• _Your task_
Copy each of the following lines verbatim, from the first to the last.

• _Exercise data_
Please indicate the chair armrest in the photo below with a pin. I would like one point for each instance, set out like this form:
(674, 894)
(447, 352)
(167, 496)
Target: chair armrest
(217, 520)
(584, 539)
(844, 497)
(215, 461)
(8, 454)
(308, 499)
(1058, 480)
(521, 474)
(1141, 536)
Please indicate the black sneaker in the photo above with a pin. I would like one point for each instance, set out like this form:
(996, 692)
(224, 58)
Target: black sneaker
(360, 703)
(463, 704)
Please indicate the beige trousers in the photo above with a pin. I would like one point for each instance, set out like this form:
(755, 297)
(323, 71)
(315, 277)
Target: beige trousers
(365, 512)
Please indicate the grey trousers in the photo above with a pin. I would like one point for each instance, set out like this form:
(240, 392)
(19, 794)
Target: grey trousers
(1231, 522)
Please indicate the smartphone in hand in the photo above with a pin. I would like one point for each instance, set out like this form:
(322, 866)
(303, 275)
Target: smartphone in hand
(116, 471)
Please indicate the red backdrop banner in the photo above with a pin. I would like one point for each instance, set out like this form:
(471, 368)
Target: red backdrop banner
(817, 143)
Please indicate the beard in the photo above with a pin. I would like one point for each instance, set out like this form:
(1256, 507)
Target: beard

• _Expected answer_
Please indicate the chair armrest in the photo below with a pin. I would like one point for each instance, set out like this form:
(674, 894)
(447, 352)
(167, 496)
Target: chair armrest
(217, 520)
(584, 539)
(844, 497)
(215, 461)
(8, 454)
(308, 499)
(1058, 480)
(521, 474)
(1141, 536)
Please indicate the black sneaker in the photo above with a pin. I would like one point for each instance, set out like this form:
(996, 692)
(224, 58)
Target: black sneaker
(360, 703)
(463, 704)
Please indicate the beige trousers in the photo above with a pin. I would like one point for each instance, set out like this form:
(755, 297)
(323, 71)
(315, 277)
Target: beige trousers
(365, 512)
Please indicate the grey trousers in the photo above with a pin. I would like one point for each instance, set out like this form:
(240, 392)
(19, 794)
Target: grey trousers
(1231, 522)
Please indicate the smartphone in hand in the photo above with a pin. I would like one point for each instance, set out like this form:
(322, 866)
(303, 275)
Target: smartphone in hand
(116, 471)
Please indicate the red backdrop banner in the photo above with a pin. I would like one point for each instance, set out like this form:
(471, 368)
Target: red backdrop banner
(817, 143)
Please indicate the beard in the photo above with a pin. I would like one point for each instance, set out like this form:
(1256, 507)
Target: beard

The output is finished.